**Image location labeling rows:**
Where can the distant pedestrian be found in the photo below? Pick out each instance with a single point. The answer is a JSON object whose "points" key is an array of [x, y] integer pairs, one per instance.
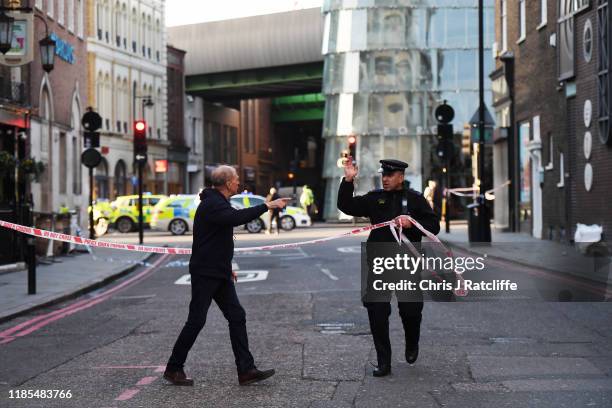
{"points": [[393, 202], [307, 200], [274, 212], [212, 277]]}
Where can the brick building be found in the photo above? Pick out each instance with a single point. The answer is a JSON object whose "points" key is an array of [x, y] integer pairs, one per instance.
{"points": [[178, 151], [58, 101], [547, 99]]}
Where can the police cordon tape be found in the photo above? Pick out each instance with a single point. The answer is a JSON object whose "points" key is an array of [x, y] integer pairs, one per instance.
{"points": [[461, 291], [41, 233], [471, 191], [56, 236]]}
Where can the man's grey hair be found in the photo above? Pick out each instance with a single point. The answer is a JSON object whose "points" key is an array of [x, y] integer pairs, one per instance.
{"points": [[222, 175]]}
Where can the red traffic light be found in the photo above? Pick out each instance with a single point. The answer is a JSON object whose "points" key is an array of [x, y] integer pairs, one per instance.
{"points": [[140, 125]]}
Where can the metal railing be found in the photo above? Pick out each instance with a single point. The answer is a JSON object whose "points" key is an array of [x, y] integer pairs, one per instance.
{"points": [[12, 91]]}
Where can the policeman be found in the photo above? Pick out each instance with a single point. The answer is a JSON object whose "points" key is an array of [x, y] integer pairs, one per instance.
{"points": [[393, 200]]}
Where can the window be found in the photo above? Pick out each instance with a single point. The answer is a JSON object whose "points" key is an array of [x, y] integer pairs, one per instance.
{"points": [[604, 81], [565, 48], [561, 182], [587, 41], [76, 167], [60, 11], [70, 20], [543, 13], [522, 21], [551, 153], [80, 30], [504, 24], [63, 159]]}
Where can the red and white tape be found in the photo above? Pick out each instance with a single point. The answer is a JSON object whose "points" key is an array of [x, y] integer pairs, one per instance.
{"points": [[461, 290], [41, 233], [56, 236]]}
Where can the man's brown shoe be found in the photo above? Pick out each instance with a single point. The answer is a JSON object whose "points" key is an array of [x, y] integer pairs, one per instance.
{"points": [[254, 375], [177, 377]]}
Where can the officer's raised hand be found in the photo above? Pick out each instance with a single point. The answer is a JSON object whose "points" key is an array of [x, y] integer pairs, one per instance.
{"points": [[278, 203], [403, 221], [350, 170]]}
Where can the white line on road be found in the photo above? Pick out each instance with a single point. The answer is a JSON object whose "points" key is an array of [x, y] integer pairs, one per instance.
{"points": [[327, 273], [349, 250], [243, 277]]}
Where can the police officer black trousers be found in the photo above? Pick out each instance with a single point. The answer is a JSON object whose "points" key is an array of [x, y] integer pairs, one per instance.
{"points": [[378, 314], [223, 291]]}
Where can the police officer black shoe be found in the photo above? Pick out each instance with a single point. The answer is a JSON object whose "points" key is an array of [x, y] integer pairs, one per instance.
{"points": [[382, 370], [412, 353]]}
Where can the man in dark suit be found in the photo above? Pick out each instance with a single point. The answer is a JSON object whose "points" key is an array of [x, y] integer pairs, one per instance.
{"points": [[394, 201], [212, 277]]}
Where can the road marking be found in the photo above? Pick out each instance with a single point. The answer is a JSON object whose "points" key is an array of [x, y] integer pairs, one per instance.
{"points": [[334, 328], [253, 253], [183, 280], [327, 273], [127, 394], [146, 380], [177, 264], [158, 369], [243, 277], [135, 297], [38, 322], [349, 250]]}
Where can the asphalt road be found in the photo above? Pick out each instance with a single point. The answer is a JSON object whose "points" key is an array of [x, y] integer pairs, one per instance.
{"points": [[305, 319]]}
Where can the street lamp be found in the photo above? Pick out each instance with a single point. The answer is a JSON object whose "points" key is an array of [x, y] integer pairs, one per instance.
{"points": [[47, 53], [47, 44], [6, 32]]}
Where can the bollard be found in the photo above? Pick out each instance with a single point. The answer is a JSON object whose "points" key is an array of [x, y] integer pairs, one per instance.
{"points": [[31, 259]]}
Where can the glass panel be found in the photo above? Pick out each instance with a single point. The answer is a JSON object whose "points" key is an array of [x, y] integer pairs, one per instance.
{"points": [[455, 28], [447, 69], [467, 71]]}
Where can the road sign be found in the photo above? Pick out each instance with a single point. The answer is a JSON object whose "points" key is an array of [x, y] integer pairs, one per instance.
{"points": [[444, 113], [92, 139], [140, 158], [91, 158], [91, 121]]}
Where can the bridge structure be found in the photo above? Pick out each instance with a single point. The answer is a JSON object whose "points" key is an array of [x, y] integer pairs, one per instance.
{"points": [[269, 56]]}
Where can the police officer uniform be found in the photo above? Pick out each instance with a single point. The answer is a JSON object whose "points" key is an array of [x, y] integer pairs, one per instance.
{"points": [[380, 206]]}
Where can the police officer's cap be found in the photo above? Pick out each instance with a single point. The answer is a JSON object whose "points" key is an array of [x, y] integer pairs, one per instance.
{"points": [[391, 165]]}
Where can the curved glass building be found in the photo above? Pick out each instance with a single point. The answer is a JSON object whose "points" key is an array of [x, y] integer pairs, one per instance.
{"points": [[388, 64]]}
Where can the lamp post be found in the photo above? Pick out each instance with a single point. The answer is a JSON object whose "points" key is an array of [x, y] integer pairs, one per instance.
{"points": [[47, 44], [6, 31], [146, 102], [47, 55], [484, 227]]}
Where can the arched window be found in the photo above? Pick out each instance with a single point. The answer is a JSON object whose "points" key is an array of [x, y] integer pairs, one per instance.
{"points": [[120, 178], [101, 180]]}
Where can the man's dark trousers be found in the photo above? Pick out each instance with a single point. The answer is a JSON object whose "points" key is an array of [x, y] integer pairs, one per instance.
{"points": [[223, 291], [378, 314]]}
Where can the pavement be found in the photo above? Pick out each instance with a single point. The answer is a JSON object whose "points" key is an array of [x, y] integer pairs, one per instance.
{"points": [[305, 319], [528, 251], [64, 278], [70, 276]]}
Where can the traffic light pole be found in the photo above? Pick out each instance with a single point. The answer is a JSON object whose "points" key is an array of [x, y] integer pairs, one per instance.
{"points": [[92, 231], [484, 227], [140, 217]]}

**Task to complete:** Replace "traffic light pole" with "street lamp" in the rows from the line holding "Where can the traffic" through the end of the rows, inclusive, and leave everything else unchanged.

**Solution:**
Where can the street lamp be found in the photo above? Pick out each instance with a single point. The answer is a JSON object whose "points" key is an array of [x, y] integer pairs, one per instance.
{"points": [[92, 231], [484, 227], [140, 217]]}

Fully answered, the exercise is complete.